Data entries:
◆ ◆ ◆

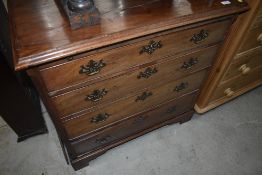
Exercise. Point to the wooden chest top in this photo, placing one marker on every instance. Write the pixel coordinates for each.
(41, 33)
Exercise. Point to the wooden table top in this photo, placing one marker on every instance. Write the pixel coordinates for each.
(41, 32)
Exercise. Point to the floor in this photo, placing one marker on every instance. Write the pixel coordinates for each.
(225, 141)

◆ ◆ ◆

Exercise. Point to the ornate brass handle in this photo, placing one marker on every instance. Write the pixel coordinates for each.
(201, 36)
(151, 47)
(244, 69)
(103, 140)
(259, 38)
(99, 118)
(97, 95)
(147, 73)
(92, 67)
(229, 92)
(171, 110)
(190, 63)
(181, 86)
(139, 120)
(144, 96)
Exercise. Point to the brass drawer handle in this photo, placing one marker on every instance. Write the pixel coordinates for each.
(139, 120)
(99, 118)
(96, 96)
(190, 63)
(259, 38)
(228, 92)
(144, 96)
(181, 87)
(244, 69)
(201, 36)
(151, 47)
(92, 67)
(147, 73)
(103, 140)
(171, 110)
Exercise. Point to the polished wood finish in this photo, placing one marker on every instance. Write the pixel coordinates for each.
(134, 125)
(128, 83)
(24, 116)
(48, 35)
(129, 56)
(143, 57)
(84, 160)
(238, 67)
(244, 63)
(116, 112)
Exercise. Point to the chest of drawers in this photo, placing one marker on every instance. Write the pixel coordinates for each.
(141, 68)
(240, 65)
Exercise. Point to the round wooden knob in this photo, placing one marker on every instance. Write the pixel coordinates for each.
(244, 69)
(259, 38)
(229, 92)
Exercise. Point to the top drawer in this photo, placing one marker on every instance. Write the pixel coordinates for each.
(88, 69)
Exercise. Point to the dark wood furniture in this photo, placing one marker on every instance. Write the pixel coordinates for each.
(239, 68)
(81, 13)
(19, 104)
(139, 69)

◆ ◆ ◆

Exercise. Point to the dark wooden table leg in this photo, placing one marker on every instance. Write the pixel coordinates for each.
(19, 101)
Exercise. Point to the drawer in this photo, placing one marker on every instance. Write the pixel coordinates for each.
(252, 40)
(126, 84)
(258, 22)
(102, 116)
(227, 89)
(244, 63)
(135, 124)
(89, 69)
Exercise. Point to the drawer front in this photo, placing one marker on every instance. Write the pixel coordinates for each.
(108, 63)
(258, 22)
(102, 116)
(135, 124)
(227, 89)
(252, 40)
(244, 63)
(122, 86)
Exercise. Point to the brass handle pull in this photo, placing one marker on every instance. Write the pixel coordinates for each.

◆ ◆ ◆

▶ Required work:
Above are the entries. Copy exactly the part that opens with the line containing "Exercise. Point to the drawer in" and closes with the line containing "Exercise. Point to the brass handle", and no more.

▶ Task output:
Exercise. Point to the drawer in this photo, placing one marker on every instance. Write the pixel coordinates for each.
(252, 40)
(126, 84)
(258, 22)
(102, 116)
(227, 89)
(244, 63)
(135, 124)
(89, 69)
Exercise. Point to the drawer front in this photo, placing one marker on every instance. Write the pixel coordinates for each.
(108, 63)
(258, 22)
(102, 116)
(135, 124)
(227, 89)
(252, 40)
(244, 63)
(122, 86)
Exercise. Point to the brass handle pull in this photo, placing one marker on every instance. Write the pixel coordinates for each.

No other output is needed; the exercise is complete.